* _Your task_:
Below are entries. Pull out all lines containing "beach".

━━━ The input ━━━

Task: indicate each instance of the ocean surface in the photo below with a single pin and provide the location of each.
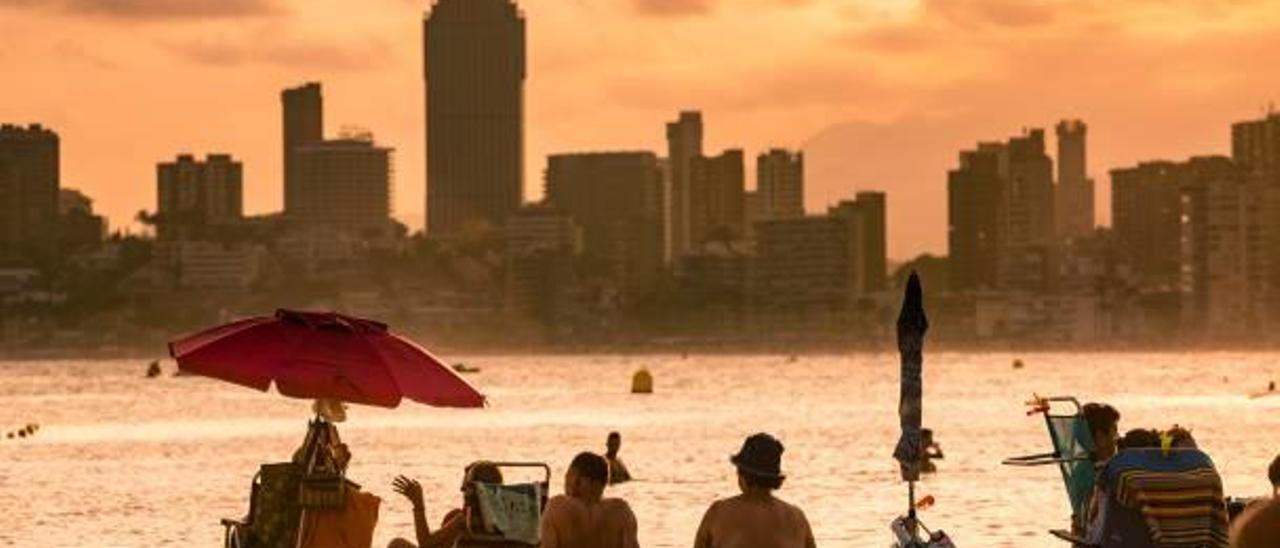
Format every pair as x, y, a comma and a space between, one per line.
126, 461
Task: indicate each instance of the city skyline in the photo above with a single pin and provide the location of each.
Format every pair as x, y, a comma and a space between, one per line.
850, 110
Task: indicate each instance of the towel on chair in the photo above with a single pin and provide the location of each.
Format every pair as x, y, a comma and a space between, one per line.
513, 511
1178, 494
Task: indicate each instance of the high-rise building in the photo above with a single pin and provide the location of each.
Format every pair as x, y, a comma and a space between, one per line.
1000, 205
475, 81
717, 201
346, 186
867, 213
780, 183
809, 272
192, 195
1224, 256
28, 191
616, 197
684, 144
1146, 219
1256, 146
1074, 197
304, 124
976, 224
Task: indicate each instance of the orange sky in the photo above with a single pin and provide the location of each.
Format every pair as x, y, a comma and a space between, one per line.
881, 92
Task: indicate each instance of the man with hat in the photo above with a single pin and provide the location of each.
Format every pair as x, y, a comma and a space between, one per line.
755, 519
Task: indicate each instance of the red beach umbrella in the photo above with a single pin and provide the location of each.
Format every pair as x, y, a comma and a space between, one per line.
324, 355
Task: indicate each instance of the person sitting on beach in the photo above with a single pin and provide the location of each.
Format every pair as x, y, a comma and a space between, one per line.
617, 470
1104, 424
1139, 438
1258, 526
931, 451
583, 517
453, 525
755, 519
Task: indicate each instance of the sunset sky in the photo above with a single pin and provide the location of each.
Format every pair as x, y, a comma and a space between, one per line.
881, 94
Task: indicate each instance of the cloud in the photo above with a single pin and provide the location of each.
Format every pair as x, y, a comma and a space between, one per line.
675, 8
272, 49
152, 9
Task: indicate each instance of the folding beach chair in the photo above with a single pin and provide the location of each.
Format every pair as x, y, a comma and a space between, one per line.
1073, 450
1162, 498
506, 515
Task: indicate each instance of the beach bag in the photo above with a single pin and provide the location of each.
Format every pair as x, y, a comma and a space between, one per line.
274, 511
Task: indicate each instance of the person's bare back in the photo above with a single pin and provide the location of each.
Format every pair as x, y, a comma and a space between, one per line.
574, 523
754, 521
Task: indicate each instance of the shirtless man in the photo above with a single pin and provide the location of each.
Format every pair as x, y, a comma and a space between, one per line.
581, 517
755, 519
617, 470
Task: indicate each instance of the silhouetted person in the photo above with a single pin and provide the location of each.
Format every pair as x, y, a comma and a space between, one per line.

━━━

* _The completed task_:
Task: indicate each instance of the red beach umbrella in the photo above with a single pin and provide the location of each.
Task: indicate each instance of the person sitting on beach in the photo above with a single pin and provide the location of each.
Task: indicate each instance of the folding beach chair in the photo above with a single pin and provide the location of each.
Task: indicate each instance of the beach bag in the photo above with a single pin and provide the location of each.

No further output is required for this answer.